## Work instructions
Count the lines in the entries below that contain the word "blue", and reply with the number alone.

## Dataset content

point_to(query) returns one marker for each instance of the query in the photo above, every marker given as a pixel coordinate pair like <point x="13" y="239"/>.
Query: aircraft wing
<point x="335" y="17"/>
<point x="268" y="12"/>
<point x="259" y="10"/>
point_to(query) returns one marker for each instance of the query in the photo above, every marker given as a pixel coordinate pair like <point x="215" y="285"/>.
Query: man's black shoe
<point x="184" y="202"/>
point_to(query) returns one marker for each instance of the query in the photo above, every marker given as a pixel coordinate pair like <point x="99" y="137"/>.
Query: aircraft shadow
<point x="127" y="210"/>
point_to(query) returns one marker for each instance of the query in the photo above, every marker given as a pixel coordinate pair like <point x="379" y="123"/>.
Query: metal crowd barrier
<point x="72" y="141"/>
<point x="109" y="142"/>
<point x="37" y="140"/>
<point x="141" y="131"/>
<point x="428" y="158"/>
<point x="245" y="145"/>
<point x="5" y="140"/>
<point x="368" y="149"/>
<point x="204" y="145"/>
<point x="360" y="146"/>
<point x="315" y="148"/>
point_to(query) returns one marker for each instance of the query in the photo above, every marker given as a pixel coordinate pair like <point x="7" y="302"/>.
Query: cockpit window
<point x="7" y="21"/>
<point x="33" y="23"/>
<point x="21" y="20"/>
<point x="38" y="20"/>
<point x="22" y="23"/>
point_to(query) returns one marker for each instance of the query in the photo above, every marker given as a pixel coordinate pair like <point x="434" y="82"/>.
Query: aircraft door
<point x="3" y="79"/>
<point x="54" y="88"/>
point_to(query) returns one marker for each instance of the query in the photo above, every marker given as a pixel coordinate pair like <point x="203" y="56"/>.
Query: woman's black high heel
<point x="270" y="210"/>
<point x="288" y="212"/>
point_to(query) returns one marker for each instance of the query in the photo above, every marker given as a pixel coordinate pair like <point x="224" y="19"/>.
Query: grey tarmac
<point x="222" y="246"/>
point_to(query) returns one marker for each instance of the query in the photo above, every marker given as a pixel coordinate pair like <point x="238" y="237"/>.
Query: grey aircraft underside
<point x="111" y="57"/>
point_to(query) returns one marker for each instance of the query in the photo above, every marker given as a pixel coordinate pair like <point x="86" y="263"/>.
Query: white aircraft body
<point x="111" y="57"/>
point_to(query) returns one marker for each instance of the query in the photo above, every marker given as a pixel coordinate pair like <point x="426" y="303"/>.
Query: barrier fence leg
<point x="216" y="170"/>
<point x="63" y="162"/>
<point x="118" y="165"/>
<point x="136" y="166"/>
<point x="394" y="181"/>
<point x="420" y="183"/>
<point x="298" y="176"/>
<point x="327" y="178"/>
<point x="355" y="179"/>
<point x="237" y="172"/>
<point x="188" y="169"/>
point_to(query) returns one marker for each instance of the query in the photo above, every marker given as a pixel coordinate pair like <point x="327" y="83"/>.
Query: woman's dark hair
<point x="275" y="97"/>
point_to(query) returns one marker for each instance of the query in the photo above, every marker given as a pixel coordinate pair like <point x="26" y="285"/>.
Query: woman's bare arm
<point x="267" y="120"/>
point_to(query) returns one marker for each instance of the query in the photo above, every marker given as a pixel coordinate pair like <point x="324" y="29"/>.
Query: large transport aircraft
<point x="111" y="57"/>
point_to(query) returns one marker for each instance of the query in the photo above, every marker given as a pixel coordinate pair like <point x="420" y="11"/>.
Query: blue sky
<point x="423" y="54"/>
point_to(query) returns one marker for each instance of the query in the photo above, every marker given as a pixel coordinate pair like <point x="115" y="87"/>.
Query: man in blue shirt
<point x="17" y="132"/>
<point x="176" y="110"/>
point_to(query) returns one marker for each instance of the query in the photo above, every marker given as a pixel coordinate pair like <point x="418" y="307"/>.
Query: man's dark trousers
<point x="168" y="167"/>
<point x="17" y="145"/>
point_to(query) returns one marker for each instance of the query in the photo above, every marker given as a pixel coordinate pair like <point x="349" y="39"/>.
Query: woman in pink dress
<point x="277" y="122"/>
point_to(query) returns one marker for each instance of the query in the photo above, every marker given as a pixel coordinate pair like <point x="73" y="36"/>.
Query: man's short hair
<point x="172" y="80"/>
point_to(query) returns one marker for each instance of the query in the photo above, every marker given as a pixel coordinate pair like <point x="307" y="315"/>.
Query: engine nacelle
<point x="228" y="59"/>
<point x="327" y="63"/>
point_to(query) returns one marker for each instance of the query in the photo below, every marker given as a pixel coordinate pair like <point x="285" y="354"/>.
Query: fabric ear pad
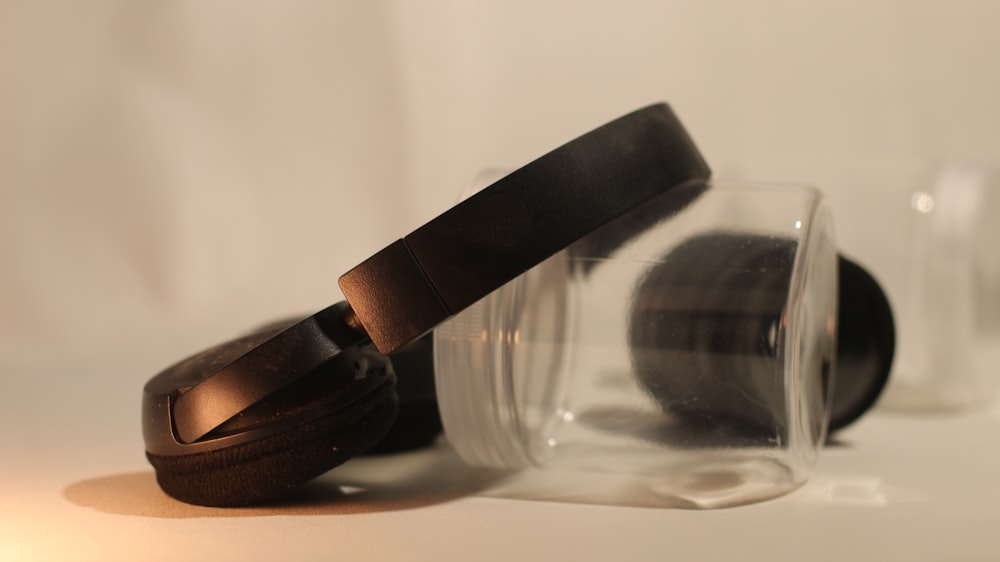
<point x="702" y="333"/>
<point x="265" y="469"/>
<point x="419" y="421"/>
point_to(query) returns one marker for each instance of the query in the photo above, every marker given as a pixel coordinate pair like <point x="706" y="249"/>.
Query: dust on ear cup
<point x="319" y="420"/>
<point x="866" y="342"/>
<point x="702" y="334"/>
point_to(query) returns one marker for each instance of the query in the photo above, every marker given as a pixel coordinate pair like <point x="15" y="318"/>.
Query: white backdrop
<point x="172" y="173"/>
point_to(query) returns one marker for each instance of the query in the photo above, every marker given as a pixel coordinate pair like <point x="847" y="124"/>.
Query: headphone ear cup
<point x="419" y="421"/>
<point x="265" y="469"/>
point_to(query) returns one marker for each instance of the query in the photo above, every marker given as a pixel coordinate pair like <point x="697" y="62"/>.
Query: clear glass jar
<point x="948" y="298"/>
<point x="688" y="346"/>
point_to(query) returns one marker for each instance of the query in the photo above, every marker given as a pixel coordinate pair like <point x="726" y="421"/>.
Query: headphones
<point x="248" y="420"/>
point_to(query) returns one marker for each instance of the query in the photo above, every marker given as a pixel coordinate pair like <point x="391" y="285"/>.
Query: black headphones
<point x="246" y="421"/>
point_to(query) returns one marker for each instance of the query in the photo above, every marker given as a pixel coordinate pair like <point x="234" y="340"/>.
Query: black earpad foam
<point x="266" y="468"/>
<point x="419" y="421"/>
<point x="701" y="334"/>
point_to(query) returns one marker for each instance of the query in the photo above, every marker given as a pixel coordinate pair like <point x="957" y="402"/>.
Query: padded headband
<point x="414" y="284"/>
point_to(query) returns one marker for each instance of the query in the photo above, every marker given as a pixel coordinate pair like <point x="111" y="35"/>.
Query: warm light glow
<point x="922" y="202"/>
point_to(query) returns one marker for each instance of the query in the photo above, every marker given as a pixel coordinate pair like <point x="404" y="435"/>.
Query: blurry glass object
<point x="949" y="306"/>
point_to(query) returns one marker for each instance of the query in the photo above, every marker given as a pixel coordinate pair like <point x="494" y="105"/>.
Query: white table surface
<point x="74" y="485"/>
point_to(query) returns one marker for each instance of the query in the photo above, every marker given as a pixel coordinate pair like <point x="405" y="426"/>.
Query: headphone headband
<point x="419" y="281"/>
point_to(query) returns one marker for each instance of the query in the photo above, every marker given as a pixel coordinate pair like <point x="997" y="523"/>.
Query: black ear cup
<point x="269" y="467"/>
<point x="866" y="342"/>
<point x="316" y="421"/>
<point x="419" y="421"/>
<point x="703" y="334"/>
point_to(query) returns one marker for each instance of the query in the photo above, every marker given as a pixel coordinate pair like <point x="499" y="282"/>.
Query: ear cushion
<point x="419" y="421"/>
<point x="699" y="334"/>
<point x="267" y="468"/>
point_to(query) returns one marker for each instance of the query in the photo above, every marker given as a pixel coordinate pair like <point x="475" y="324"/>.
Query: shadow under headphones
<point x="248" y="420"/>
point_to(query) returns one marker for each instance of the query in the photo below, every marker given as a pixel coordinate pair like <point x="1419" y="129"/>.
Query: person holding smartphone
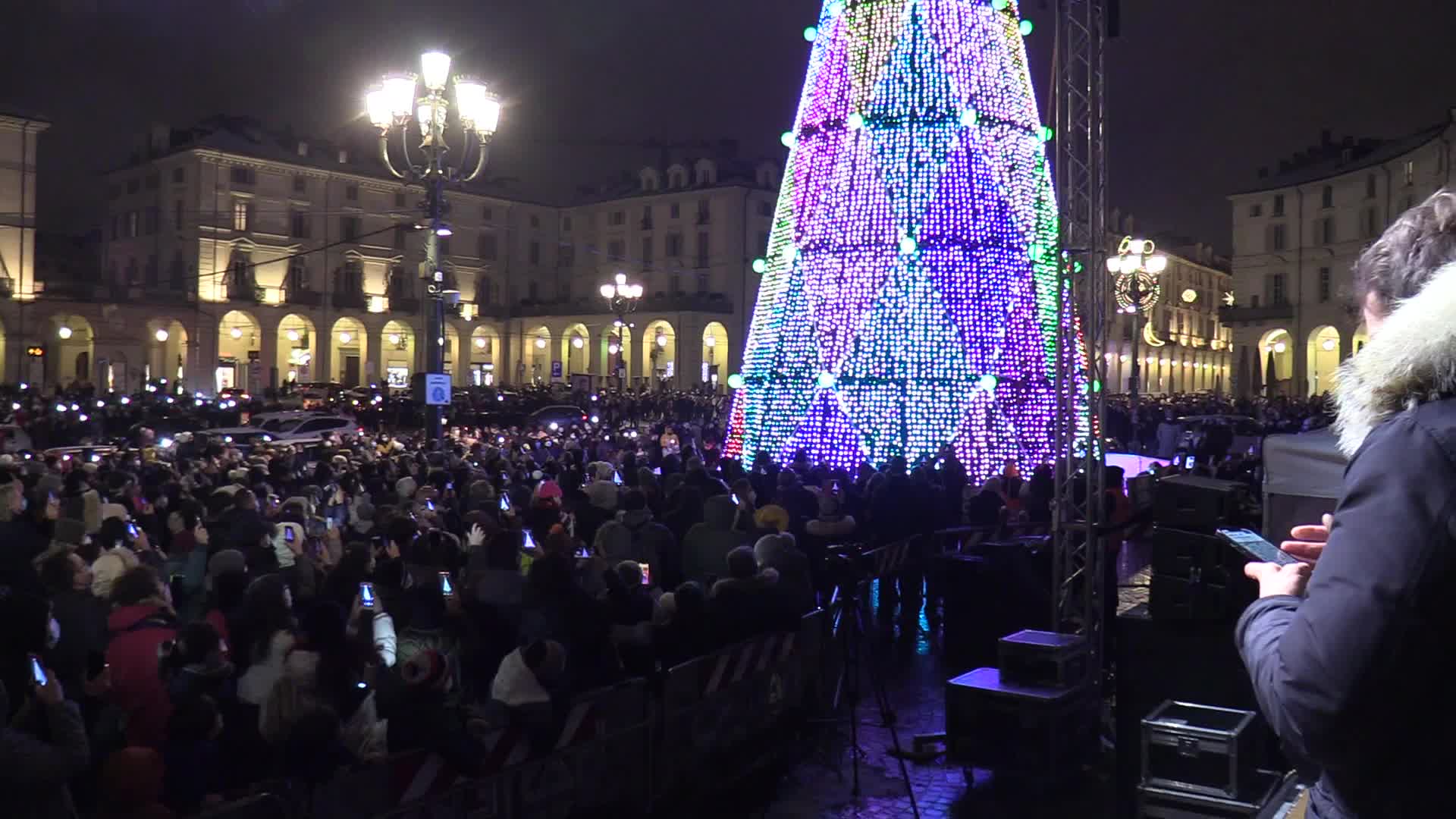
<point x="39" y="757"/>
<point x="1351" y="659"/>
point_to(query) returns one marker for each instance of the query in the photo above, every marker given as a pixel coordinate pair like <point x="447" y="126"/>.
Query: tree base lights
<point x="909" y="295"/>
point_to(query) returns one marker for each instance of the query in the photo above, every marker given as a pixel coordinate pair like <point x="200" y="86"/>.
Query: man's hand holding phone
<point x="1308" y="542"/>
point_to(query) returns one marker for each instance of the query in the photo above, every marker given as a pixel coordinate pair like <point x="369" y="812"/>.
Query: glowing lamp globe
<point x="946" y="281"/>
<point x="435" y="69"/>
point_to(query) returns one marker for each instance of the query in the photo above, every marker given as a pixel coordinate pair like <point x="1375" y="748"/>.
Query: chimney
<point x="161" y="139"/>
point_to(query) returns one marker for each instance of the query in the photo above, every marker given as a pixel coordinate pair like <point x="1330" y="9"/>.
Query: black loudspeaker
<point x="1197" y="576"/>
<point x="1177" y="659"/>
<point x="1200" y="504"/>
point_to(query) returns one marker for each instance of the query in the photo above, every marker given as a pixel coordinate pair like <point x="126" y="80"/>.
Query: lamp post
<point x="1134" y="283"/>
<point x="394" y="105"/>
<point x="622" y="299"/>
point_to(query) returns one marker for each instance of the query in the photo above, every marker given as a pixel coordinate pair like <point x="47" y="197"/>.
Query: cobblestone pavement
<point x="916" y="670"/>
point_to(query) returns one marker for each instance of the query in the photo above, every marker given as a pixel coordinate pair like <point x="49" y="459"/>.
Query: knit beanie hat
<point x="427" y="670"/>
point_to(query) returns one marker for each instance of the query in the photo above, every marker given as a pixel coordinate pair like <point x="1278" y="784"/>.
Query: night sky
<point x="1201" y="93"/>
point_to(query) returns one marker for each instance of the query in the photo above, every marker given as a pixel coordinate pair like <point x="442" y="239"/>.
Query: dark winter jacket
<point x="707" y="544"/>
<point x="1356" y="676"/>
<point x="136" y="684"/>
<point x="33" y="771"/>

## Solved problem
2